» **Required work**
A - Rewrite the paragraph of the blog excerpt that begins "An annual collection of posts" as a shorter paragraph, keeping its main facts.
B - In the blog excerpt, how close to nuclear catastrophe does the Doomsday Clock say we are?
C - Duplicate the part of the blog excerpt from "- how do we find" to "to their country?".

In a post in May, I posed some questions which needed to be asked about this failure - 

- how do we find out what conciliation efforts have already been attempted - let alone lessons learned - in BG and RO? South Africa had hundreds of such efforts 

- how would effective and "trustworthy" mediators be identified? There’s an Association of Conciliators here in Romania (presumably for commercial and family disputes) but perhaps they have relevant resources?

- who are the key actors who would be involved in any such meeting?

- how do we identify the positive lessons from other efforts throughout the world to bring societies together? Latin America clearly has had many such efforts

- how do we deal with the cynics who dismiss such experience as irrelevant to their country? 

Unfortunately the state has for the past few decades been losing what capacity it had throughout Europe and the rest of the world. The global financial meltdown of 2008 and the austerity policies that produced compounded the process. The political class's dedication to the notion of the minimal state promoted by globalisation and neoliberalism has encouraged many citizens to reward the populists. 

One of the limitations of blogposts is their brevity – although I know that will make some of you laugh. But my posts do tend to take either a positive or negative perspective on an issue – balance is more difficult. A post this year on how to build state capacity makes my point exactly.

An annual collection of posts, however, makes such balance possible. There have been more than 20 posts so far in 2021 dealing with the question of how ordinary citizens might rediscover their lost faith the political process – an issue which the blog has also explored in previous years. I will therefore read them carefully – along with earlier writing on the issue – and pen an introductory summary of the posts which deals with this critical question.

Wednesday, December 15, 2021

Military Madness

 According to the Doomsday Clock we are only 100 seconds from nuclear catastrophe – the shortest point for which this disaster has been predicted in the 70 years since scientists started the Doomsday Clock.

» **Information supplied**
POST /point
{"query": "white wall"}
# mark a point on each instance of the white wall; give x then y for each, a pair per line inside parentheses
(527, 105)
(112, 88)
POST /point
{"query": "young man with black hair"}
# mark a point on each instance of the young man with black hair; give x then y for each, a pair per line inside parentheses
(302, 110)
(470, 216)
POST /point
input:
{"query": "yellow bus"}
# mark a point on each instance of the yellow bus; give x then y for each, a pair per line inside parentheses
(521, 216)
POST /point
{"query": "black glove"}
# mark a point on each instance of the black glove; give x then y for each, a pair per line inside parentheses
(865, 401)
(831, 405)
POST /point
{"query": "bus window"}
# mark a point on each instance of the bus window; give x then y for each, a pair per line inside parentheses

» **Solutions per task**
A - An annual collection of posts allows a balance that single posts lack. More than 20 posts in 2021 have addressed how ordinary citizens might regain their lost faith in the political process, a question the blog has also explored in earlier years. The author will reread these posts and earlier writing on the issue, then write an introductory summary of them.

B - Only 100 seconds.

C -
- how do we find out what conciliation efforts have already been attempted - let alone lessons learned - in BG and RO? South Africa had hundreds of such efforts 

- how would effective and "trustworthy" mediators be identified? There’s an Association of Conciliators here in Romania (presumably for commercial and family disputes) but perhaps they have relevant resources?

- who are the key actors who would be involved in any such meeting?

- how do we identify the positive lessons from other efforts throughout the world to bring societies together? Latin America clearly has had many such efforts

- how do we deal with the cynics who dismiss such experience as irrelevant to their country?